Eli Lilly ($LLY) won FDA approval for a lung cancer treatment that posted only a marginal survival benefit in late-stage clinical trials, gaining clearance to treat a small population of patients with particularly serious disease.
The antibody therapy, necitumumab, is approved to be dosed alongside two types of chemotherapy for patients with lung cancer that has spread elsewhere in the body. The treatment, to be marketed as Portrazza, is indicated only for patients with squamous non-small cell lung cancer--which accounts for about one-quarter of all lung cancer diagnoses--who haven't received any form of therapy.
Portrazza's limited label is the result of some so-so results in Phase III. A combination of Lilly's treatment and gemcitabine and cisplatin extended patients' lives by just 1.6 months compared with the old chemotherapies alone, and Portrazza's positive effect on progression-free survival amounted to less than a week. The treatment failed to demonstrate any significant benefit in a trial on the more common nonsquamous NSCLC.

Supplied entries =

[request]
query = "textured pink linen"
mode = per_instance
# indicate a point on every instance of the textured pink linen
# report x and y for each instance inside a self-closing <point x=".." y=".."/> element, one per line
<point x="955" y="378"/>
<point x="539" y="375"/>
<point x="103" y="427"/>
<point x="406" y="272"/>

Using the information =
- 1) In the article about Portrazza's approval, how much longer did patients live on Lilly's treatment combined with gemcitabine and cisplatin than on the old chemotherapies alone?
- 2) Put this sentence from the article about Portrazza's approval into Spanish: "The treatment failed to demonstrate any significant benefit in a trial on the more common nonsquamous NSCLC."
- 3) Carry on the article about Portrazza's approval, picking up after its last sentence.
The lines have nothing to do with the article about Portrazza's approval.

Results =
- 1) 1.6 months longer.

- 2) El tratamiento no logró demostrar ningún beneficio significativo en un ensayo sobre el CPNM no escamoso, que es más común.

- 3)
Once on the market, Lilly's therapy will carry a black-box warning advising physicians of its ties to cardiac arrest and sudden death due to blood clots, safety concerns that forced the company to halt an earlier clinical trial on the antibody.
Despite the treatment's limited effect, a panel of FDA advisers largely supported Portrazza's approval at a panel meeting in July. Oncologists want options, panelists said, and for patients with particularly advanced disease, a shot at even a modest benefit is worth it.
The FDA's cancer division under Richard Pazdur has taken the same tack in recent years, handing down speedy approvals to scores of novel oncology agents and indicating them for the most severe malignancies. From there, the onus is on drugmakers to make a clinical case for wider indications.